INPUT RECORDS:
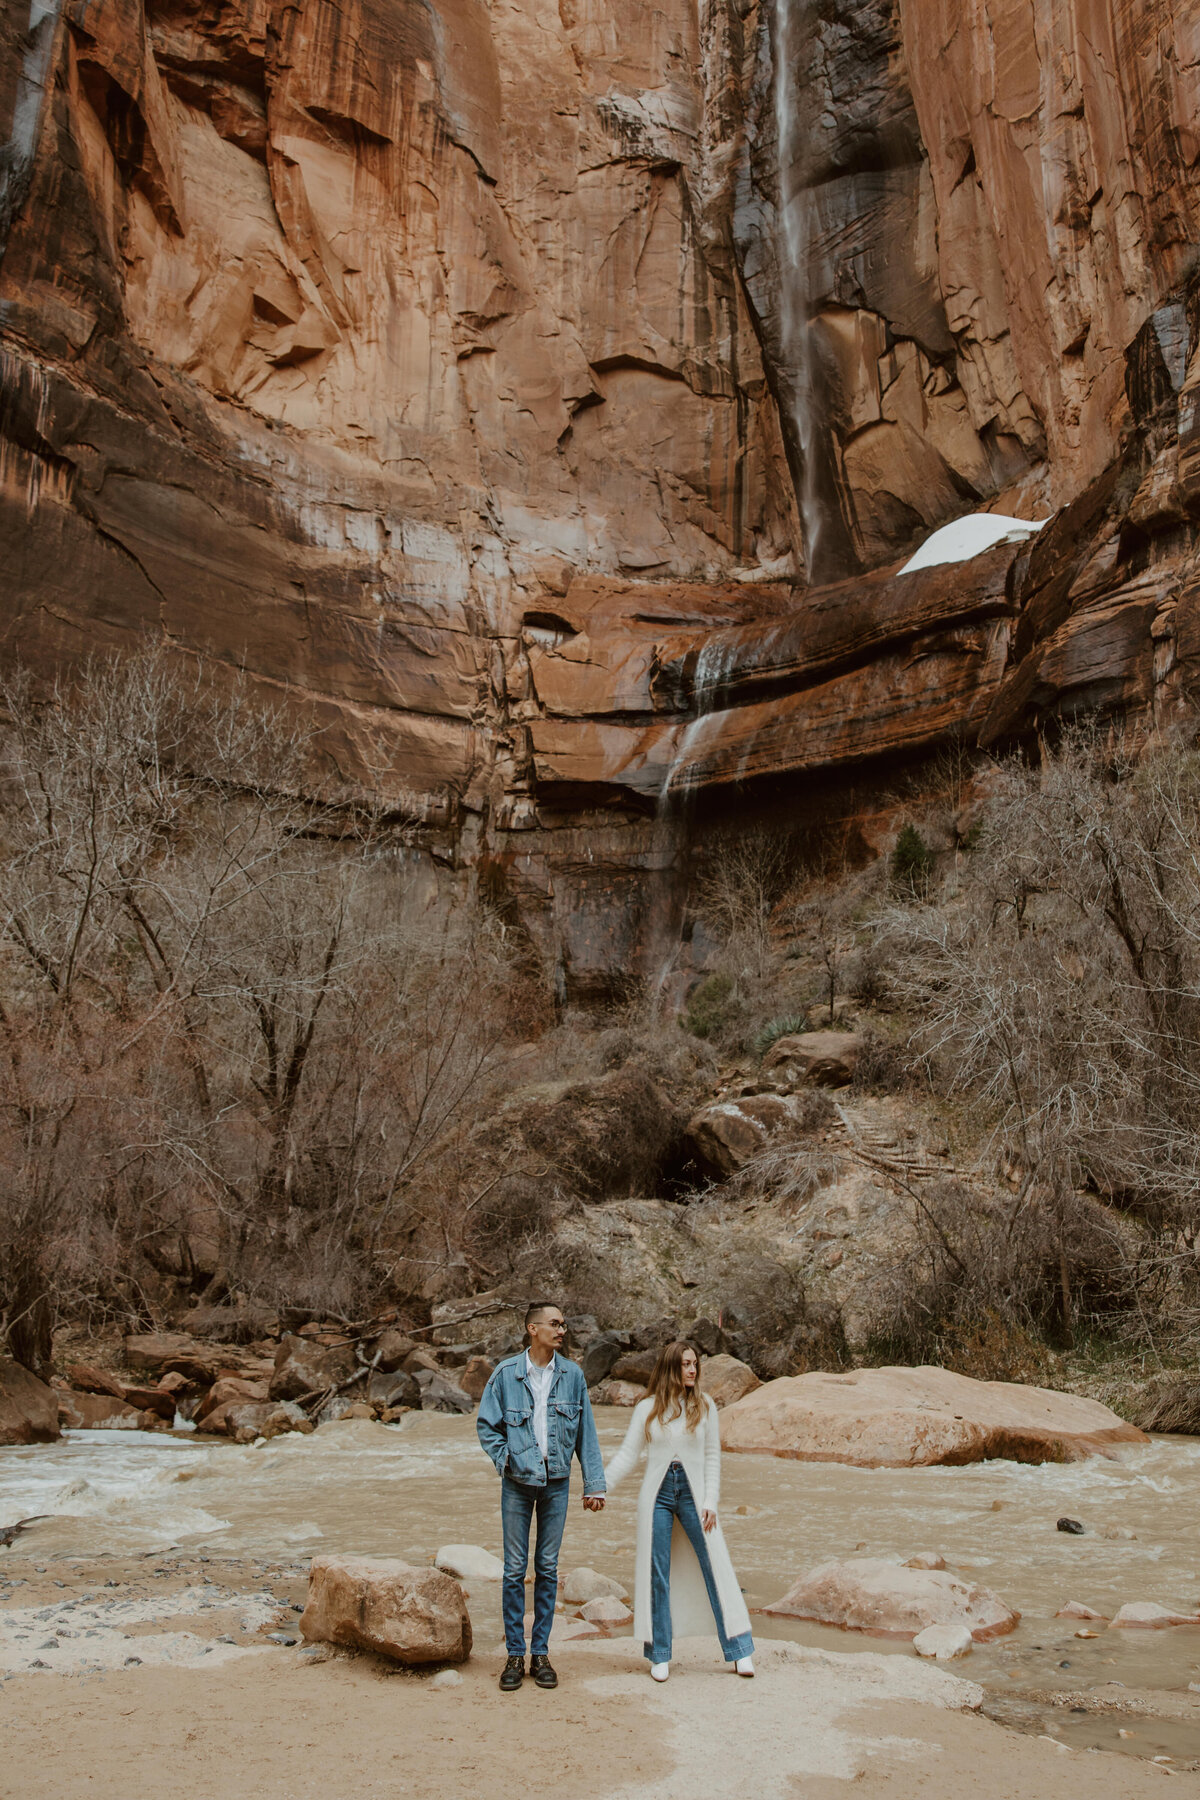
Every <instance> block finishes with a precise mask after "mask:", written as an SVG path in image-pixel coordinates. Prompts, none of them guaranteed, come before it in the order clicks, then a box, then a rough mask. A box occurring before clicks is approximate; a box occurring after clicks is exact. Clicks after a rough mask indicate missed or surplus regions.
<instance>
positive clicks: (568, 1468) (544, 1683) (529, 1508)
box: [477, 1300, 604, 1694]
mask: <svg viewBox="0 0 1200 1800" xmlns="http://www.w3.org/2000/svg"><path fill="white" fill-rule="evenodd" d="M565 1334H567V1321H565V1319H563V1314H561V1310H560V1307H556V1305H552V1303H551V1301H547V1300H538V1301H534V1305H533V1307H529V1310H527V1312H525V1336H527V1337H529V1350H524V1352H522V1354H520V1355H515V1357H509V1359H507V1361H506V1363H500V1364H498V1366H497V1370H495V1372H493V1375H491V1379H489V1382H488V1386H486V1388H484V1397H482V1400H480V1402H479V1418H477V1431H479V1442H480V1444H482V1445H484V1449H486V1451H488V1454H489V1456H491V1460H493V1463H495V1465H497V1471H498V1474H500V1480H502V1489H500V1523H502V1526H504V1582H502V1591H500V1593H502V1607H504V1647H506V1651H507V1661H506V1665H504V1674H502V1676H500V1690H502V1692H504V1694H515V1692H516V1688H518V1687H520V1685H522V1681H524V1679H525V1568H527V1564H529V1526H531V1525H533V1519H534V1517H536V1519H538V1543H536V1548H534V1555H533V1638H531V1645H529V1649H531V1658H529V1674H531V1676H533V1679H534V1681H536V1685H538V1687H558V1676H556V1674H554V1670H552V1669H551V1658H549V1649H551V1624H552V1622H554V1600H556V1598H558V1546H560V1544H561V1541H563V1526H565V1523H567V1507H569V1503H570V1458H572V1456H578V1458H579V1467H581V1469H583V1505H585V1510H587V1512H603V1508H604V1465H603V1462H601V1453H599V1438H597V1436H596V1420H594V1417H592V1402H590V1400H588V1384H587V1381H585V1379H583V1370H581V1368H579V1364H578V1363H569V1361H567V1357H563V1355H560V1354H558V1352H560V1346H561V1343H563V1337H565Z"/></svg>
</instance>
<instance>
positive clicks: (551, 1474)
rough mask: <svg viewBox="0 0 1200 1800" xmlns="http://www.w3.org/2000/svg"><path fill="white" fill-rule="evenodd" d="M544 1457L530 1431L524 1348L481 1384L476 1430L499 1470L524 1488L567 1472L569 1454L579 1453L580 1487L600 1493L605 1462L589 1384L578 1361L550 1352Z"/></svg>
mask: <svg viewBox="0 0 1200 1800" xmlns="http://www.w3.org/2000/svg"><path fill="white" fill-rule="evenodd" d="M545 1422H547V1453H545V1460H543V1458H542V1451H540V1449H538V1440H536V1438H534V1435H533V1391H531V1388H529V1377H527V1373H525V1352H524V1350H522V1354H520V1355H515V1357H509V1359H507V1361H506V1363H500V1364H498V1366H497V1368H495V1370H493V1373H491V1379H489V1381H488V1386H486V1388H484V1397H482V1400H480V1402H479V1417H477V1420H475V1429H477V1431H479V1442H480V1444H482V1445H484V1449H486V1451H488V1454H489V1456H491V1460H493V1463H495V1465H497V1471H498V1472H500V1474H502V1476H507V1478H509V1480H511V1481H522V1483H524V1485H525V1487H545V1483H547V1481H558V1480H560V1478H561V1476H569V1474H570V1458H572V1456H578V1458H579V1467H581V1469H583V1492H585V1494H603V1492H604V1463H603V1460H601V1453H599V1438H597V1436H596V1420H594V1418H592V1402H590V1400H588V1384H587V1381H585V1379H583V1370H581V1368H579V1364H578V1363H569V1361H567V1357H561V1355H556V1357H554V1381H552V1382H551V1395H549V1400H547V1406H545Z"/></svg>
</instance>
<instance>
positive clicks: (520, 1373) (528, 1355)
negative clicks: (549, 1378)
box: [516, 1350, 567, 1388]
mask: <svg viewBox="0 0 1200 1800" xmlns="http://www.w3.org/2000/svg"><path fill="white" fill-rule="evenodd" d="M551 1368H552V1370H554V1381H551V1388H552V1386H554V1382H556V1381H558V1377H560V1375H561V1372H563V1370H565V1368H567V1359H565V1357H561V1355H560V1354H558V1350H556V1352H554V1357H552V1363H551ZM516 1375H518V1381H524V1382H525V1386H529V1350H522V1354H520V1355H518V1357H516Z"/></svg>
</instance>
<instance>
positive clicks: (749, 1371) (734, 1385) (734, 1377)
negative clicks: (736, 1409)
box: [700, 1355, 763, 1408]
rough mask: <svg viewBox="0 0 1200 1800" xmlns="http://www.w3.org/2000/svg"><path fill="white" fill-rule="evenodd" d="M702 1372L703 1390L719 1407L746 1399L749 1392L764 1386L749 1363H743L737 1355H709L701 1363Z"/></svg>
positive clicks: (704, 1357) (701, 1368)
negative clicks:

YOUR GOAL: The task calls for every record to be transcribed exactly, with no images included.

EXPECTED ANSWER:
Every <instance> block finishes with a precise mask after "mask:", written as an SVG path in image-pixel coordinates. Prompts, none of them guaranteed, come before it in the order clicks, then a box, then a rough mask. A box occurring before clicks is approximate; a box occurring after clicks is exact. Clicks after a rough mask indicate missed or surplus regions.
<instance>
positive clicks: (568, 1468) (544, 1683) (529, 1508)
box: [477, 1300, 604, 1694]
mask: <svg viewBox="0 0 1200 1800" xmlns="http://www.w3.org/2000/svg"><path fill="white" fill-rule="evenodd" d="M565 1334H567V1321H565V1319H563V1314H561V1310H560V1307H556V1305H552V1303H551V1301H547V1300H538V1301H534V1305H533V1307H529V1310H527V1312H525V1336H527V1337H529V1350H524V1352H522V1354H520V1355H515V1357H509V1359H507V1361H506V1363H500V1364H498V1366H497V1370H495V1372H493V1375H491V1379H489V1382H488V1386H486V1388H484V1397H482V1400H480V1402H479V1418H477V1431H479V1442H480V1444H482V1445H484V1449H486V1451H488V1454H489V1456H491V1460H493V1463H495V1465H497V1471H498V1474H500V1480H502V1489H500V1523H502V1526H504V1582H502V1591H500V1593H502V1607H504V1647H506V1651H507V1661H506V1665H504V1674H502V1676H500V1690H502V1692H504V1694H515V1692H516V1688H518V1687H520V1685H522V1681H524V1679H525V1568H527V1564H529V1526H531V1525H533V1519H534V1517H536V1519H538V1543H536V1548H534V1555H533V1638H531V1645H529V1649H531V1658H529V1674H531V1676H533V1679H534V1681H536V1685H538V1687H558V1676H556V1674H554V1670H552V1669H551V1658H549V1649H551V1624H552V1622H554V1600H556V1598H558V1546H560V1544H561V1541H563V1526H565V1523H567V1507H569V1503H570V1458H572V1456H578V1458H579V1467H581V1469H583V1505H585V1510H587V1512H603V1508H604V1465H603V1462H601V1453H599V1438H597V1436H596V1420H594V1417H592V1402H590V1400H588V1384H587V1381H585V1379H583V1370H581V1368H579V1364H578V1363H569V1361H567V1357H563V1355H560V1354H558V1352H560V1346H561V1343H563V1337H565Z"/></svg>
</instance>
<instance>
positive clicks: (551, 1474)
rough mask: <svg viewBox="0 0 1200 1800" xmlns="http://www.w3.org/2000/svg"><path fill="white" fill-rule="evenodd" d="M544 1457L530 1431L524 1348L481 1384L476 1430L499 1470L524 1488L567 1472L569 1454L579 1453L580 1487L600 1493L605 1462L589 1384L578 1361L550 1352Z"/></svg>
mask: <svg viewBox="0 0 1200 1800" xmlns="http://www.w3.org/2000/svg"><path fill="white" fill-rule="evenodd" d="M545 1422H547V1453H545V1460H543V1458H542V1451H540V1449H538V1440H536V1438H534V1435H533V1391H531V1388H529V1377H527V1373H525V1352H524V1350H522V1354H520V1355H515V1357H509V1359H507V1361H506V1363H500V1364H498V1366H497V1368H495V1370H493V1373H491V1379H489V1381H488V1386H486V1388H484V1397H482V1400H480V1402H479V1417H477V1420H475V1429H477V1431H479V1442H480V1444H482V1445H484V1449H486V1451H488V1454H489V1456H491V1460H493V1463H495V1465H497V1471H498V1472H500V1474H502V1476H507V1478H509V1480H511V1481H522V1483H524V1485H525V1487H545V1483H547V1481H558V1480H560V1478H561V1476H569V1474H570V1458H572V1456H578V1458H579V1467H581V1469H583V1492H585V1494H603V1492H604V1463H603V1460H601V1453H599V1438H597V1436H596V1420H594V1418H592V1402H590V1400H588V1384H587V1381H585V1379H583V1370H581V1368H579V1364H578V1363H569V1361H567V1357H561V1355H556V1357H554V1381H552V1382H551V1395H549V1400H547V1406H545Z"/></svg>
</instance>
<instance>
positive clicks: (520, 1373) (528, 1355)
negative clicks: (549, 1378)
box: [516, 1350, 567, 1388]
mask: <svg viewBox="0 0 1200 1800" xmlns="http://www.w3.org/2000/svg"><path fill="white" fill-rule="evenodd" d="M551 1368H552V1370H554V1381H551V1388H552V1386H554V1382H556V1381H558V1377H560V1375H561V1372H563V1370H565V1368H567V1359H565V1357H561V1355H560V1354H558V1350H556V1352H554V1357H552V1363H551ZM516 1375H518V1381H524V1382H525V1386H529V1350H522V1354H520V1355H518V1357H516Z"/></svg>
</instance>
<instance>
positive clicks: (749, 1371) (734, 1385) (734, 1377)
negative clicks: (736, 1409)
box: [700, 1355, 763, 1408]
rough mask: <svg viewBox="0 0 1200 1800" xmlns="http://www.w3.org/2000/svg"><path fill="white" fill-rule="evenodd" d="M702 1372L703 1390L719 1407L746 1399L749 1392L764 1386L749 1363H743L737 1355H709L701 1363Z"/></svg>
positive clicks: (704, 1357) (701, 1368)
negative clicks:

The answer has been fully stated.